TEXTO PARA LEER:
+++

Publicación original: Boletín Asociación Amigos de Lolo nº 0. Noviembre de 1994
por el sacerdote Secundino Martínez
Es cierto y verdad que saber todo lo que se pueda saber de nuestro amigo Lolo está muy bien y es más que recomendable. Sin embargo, las personas que no lo hemos conocido, digamos, en vida, no tenemos la cercanía espiritual y real de aquellas que, hace unos decenios, lo vieron y disfrutaron.
Traemos hoy un artículo publicado en el primer Boletín de la Asociación Amigos de Lolo. En él un sacerdote que mucho conoció a Lolo (le llevaba la Santa Comunión, ni más ni menos) escancia lo que sabe fueron aspectos importantes del Beato de Linares.
Gocemos, pues, con estas palabras.
De todos los aspectos de la personalidad de LOLO, yo querría destacar, en esta nota de urgencia, dos puntos que me parecen especialmente dignos de recordación.

+++

INSTRUCCIONES:
1. Enumera los datos de la publicación original que aparecen en la primera línea del texto sobre Lolo.
2. Retoma el texto sobre Lolo y continúalo a partir de su última oración.
El listado que aparece a continuación procede de una fuente distinta.

+++

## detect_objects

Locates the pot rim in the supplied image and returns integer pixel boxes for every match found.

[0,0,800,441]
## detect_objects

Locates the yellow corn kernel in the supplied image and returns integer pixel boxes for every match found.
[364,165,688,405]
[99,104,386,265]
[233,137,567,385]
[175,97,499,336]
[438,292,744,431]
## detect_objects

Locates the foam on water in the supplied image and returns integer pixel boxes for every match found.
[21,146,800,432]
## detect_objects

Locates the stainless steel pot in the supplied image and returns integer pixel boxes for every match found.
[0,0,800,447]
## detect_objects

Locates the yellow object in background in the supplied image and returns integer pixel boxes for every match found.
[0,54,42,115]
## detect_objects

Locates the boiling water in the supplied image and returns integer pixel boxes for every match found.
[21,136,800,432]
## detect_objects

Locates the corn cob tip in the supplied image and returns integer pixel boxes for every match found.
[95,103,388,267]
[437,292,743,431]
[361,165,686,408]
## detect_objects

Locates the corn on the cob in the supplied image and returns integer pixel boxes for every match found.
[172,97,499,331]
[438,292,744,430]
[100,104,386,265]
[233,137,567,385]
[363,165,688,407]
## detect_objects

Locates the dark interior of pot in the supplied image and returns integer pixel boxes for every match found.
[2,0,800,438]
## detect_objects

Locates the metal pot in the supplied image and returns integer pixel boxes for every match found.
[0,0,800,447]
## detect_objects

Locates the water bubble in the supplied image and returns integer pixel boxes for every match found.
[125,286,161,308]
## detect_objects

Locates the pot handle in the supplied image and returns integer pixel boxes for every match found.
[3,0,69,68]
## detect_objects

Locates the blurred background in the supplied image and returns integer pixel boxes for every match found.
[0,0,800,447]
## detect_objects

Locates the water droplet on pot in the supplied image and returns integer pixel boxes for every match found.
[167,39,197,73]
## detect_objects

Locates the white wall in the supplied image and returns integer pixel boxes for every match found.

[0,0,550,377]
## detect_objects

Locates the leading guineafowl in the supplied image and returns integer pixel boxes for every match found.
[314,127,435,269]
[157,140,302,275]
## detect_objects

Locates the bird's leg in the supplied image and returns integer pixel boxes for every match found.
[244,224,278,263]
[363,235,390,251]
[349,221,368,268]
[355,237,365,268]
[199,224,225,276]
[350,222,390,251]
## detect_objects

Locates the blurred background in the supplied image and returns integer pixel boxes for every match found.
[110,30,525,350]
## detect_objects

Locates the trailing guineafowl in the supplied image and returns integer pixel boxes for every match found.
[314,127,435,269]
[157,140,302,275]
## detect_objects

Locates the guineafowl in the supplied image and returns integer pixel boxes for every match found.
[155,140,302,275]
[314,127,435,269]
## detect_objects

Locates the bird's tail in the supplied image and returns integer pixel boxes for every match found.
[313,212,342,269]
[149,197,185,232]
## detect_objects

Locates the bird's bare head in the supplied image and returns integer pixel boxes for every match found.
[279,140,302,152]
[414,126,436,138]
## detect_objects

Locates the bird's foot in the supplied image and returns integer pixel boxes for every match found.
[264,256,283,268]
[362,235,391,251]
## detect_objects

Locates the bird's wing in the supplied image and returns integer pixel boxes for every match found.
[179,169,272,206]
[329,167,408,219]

+++

RESPUESTAS:
1. Boletín Asociación Amigos de Lolo; nº 0; noviembre de 1994.

2.
El primero, es el de su gran devoción y amor al Santísimo Sacramento del Altar. No podíamos los sacerdotes ofrecerle mejor regalo que llevarle al Señor. Durante el largo tiempo que celebré la Santa Misa en la capilla de las Hermanitas de la Asunción, hoy parroquia de Santa Cruz, tuve el consuelo de llevarle casi a diario la Eucaristía1 y de ser testigo del recogimiento y fervor con que esperaba y recibía a nuestro Señor. Después de comulgar, cada vez con una partícula más chica por la dificultad que tenía de abrir la boca y deglutir a causa de en enfermedad, no consentía que se le dirigiera la palabra y permaneció un largo rato sumido en la oración de acción de gracias y en coloquio íntimo con el buen Jesús.
De este trato con Dios en la Eucaristía sacaba, sin duda, la conformidad con la voluntad divina, la paciencia ante el dolor y una paz interior que se translucía en su semblante, siempre amable y sonriente.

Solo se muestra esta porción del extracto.